:: BRANO DELL'ESERCIZIO ::
Cosa si aspetta che accadrà mercoledì?
Ho grande fiducia che la Corte ammetta i quattro malati contrari al suicidio assistito come lo scorso anno aveva ammesso quelli favorevoli, che lo avevano richiesto. C’è una frase molto bella nell’ordinanza ammissiva dello scorso anno: che il diritto di difesa e quindi di partecipazione al processo deve essere garantito al massimo quando si discute di diritto alla vita. Nel caso del 2024, deciso con la sentenza n. 135, la questione coinvolgeva la vita nel senso estintivo del diritto; a maggior ragione, allora, oggi i nostri malati hanno diritto all’ammissione perché la loro posizione è conservativa del diritto alla vita. Ma le dirò di più: anche se io sono fermamente convinto, come giurista, che la vita sia un diritto indisponibile, ho provato soddisfazione quando ho saputo che i due malati che erano favorevoli al suicidio assistito erano stati ammessi nel processo del 2024, perché ritengo che sia doveroso garantire al massimo il contraddittorio quando si discute di posizioni così importanti, come è il diritto alla vita. Il contraddittorio non nuoce al processo, ma può solo aiutare la decisione.
La Corte potrebbe anche non ammettere gli intervenienti al processo e comunque respingere la questione di costituzionalità proposta dal Gip di Milano?
:::
COSA SI CHIEDE:
[a] Rispondi a queste domande sul brano dedicato all'ammissione dei malati davanti alla Corte:
(i) Quanti malati contrari al suicidio assistito si confida che la Corte ammetta?
(ii) Con quale sentenza fu deciso il caso del 2024?
(iii) Quanti malati favorevoli al suicidio assistito erano stati ammessi nel processo del 2024?
[b] Riprendi il brano sull'ammissione dei malati davanti alla Corte a partire dal punto in cui si ferma.
I dati che seguono costituiscono materiale a parte, distinto dal brano.
:: DATI DELL'ESERCIZIO ::
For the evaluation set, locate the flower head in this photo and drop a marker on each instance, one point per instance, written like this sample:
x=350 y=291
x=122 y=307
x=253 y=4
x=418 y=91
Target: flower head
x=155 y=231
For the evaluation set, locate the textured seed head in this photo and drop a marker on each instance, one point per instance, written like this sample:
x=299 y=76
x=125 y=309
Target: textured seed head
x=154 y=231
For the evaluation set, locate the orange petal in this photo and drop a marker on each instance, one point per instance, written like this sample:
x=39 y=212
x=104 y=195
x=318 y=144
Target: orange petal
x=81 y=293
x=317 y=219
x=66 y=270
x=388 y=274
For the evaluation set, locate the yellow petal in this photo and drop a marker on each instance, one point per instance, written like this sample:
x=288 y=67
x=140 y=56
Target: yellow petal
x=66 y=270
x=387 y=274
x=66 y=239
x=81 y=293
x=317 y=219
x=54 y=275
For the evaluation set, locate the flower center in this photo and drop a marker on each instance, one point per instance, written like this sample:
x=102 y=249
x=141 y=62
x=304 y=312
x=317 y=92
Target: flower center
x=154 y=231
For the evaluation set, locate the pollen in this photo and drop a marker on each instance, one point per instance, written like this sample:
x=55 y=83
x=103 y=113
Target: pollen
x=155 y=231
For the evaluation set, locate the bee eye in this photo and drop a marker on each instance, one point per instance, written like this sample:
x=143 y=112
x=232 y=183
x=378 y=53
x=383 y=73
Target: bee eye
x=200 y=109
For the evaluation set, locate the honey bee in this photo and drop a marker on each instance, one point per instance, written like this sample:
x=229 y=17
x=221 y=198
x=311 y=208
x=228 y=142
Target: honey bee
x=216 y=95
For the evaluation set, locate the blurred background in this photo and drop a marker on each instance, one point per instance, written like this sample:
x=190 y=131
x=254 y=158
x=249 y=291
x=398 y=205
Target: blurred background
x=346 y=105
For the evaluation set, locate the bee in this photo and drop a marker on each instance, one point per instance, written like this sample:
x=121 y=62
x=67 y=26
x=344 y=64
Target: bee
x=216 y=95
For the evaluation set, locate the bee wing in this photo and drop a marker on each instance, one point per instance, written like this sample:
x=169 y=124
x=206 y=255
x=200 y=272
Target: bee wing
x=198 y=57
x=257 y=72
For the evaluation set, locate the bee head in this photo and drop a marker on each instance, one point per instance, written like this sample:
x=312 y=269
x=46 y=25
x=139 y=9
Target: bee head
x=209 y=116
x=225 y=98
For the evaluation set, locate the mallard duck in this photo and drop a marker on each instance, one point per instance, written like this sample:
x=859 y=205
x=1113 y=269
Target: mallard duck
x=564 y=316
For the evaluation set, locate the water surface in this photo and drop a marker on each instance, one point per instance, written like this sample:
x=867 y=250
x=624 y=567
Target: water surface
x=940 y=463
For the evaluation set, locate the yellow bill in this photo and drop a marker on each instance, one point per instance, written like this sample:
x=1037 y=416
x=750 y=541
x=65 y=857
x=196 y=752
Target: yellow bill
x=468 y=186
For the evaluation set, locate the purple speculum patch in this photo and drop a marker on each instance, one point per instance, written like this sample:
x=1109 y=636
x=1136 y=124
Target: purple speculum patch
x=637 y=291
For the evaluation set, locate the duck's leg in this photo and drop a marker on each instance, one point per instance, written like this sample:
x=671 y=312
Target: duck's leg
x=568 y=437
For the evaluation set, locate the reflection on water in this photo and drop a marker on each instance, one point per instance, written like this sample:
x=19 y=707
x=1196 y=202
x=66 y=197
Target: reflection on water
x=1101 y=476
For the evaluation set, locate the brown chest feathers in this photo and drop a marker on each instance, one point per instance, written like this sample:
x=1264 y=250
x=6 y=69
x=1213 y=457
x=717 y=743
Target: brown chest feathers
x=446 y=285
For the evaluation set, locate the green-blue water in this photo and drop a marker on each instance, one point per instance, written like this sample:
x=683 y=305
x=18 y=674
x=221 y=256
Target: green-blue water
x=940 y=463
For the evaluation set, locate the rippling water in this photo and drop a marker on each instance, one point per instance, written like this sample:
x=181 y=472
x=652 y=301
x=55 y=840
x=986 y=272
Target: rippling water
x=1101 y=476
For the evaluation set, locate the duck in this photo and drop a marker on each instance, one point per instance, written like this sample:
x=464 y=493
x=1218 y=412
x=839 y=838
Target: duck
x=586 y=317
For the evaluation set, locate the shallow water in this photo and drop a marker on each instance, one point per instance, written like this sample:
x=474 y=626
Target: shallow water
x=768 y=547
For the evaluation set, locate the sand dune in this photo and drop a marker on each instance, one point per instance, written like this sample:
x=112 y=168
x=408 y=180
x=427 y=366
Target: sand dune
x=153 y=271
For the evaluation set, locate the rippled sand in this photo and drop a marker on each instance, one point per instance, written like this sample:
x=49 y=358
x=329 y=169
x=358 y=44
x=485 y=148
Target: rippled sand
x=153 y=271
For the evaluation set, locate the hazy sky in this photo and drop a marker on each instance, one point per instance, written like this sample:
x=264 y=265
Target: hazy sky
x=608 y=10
:::
RISPOSTE ALLE CONSEGNE:
[a]
(i) Quattro.
(ii) Con la sentenza n. 135.
(iii) Due.

[b]
Certo, la Corte potrebbe tenerci fuori e dare comunque ragione a noi nella sostanza. Come dire: non siete parti ma la questione di legittimità è infondata o inammissibile. Però questa soluzione non sarebbe appagante, perché vorrebbe dire che possono entrare nel processo solo quanti vogliono morire, mentre i nostri malati starebbero nel pubblico e non sarebbero parti. Invece loro vogliono essere parte del processo perché sono titolari di un diritto alla vita le cui esigenze di tutela vogliono che siano rappresentate.
Se venisse accolta l’istanza si creerebbe un precedente nei processi su casi di suicidio assistito?
Sarebbe la prima volta che viene accolto l’intervento dei malati che il suicidio assistito non lo vogliono. Ma mi risulta anche essere la prima volta che questo viene chiesto. In definitiva, l’appello dei quattro malati contrari al suicidio assistito è chiaro: vogliono che la Corte costituzionale sia anche il loro giudice, il giudice di chi chiede la conservazione della tutela della vita e non solo di chi vuole più possibilità per chiedere la morte. È un messaggio di grande profondità e di grande portata anche culturale. È come dire: il processo costituzionale, quando si giudica di diritti fondamentali, deve essere la casa di tutti.